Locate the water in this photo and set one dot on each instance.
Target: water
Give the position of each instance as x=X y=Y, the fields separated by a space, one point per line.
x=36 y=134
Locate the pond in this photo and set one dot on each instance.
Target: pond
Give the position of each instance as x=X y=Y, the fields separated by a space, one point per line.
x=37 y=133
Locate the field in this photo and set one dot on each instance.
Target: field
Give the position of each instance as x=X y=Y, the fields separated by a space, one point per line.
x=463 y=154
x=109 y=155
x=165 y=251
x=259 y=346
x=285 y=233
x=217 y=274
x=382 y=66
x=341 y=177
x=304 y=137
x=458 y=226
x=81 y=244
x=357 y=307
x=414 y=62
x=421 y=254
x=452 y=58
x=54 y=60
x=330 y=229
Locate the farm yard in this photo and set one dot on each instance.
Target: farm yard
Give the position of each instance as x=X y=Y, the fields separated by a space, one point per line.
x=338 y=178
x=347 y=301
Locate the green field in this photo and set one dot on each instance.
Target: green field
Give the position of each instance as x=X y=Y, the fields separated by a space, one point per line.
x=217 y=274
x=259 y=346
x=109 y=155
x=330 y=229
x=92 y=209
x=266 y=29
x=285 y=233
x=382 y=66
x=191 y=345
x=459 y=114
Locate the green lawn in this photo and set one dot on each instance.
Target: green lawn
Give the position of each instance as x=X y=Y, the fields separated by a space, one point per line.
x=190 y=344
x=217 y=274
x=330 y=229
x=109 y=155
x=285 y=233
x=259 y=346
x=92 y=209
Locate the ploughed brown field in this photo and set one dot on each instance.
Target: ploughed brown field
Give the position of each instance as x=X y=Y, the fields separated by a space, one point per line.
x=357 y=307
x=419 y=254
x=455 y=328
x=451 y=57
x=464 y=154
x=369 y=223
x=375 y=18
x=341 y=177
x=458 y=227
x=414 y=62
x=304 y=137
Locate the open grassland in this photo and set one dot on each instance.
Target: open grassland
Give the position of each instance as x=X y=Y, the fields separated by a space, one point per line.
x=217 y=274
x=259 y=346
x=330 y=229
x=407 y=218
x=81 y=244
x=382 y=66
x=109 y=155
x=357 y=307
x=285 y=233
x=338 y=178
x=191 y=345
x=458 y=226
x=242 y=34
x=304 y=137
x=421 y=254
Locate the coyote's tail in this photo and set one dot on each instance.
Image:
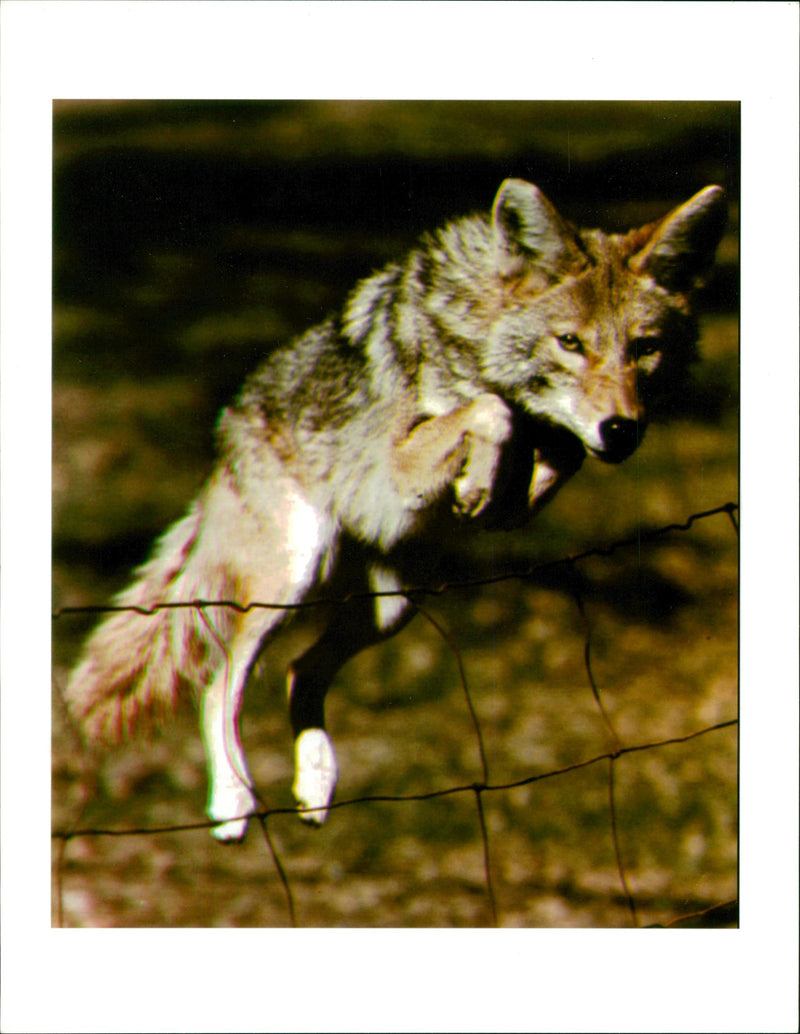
......
▶ **ASSIGNED TASK**: Wherever a line contains the string "pond", copy that line from the data.

▶ **RESPONSE TO THIS TASK**:
Locate the pond in this photo and set one dot on each instance.
Target: pond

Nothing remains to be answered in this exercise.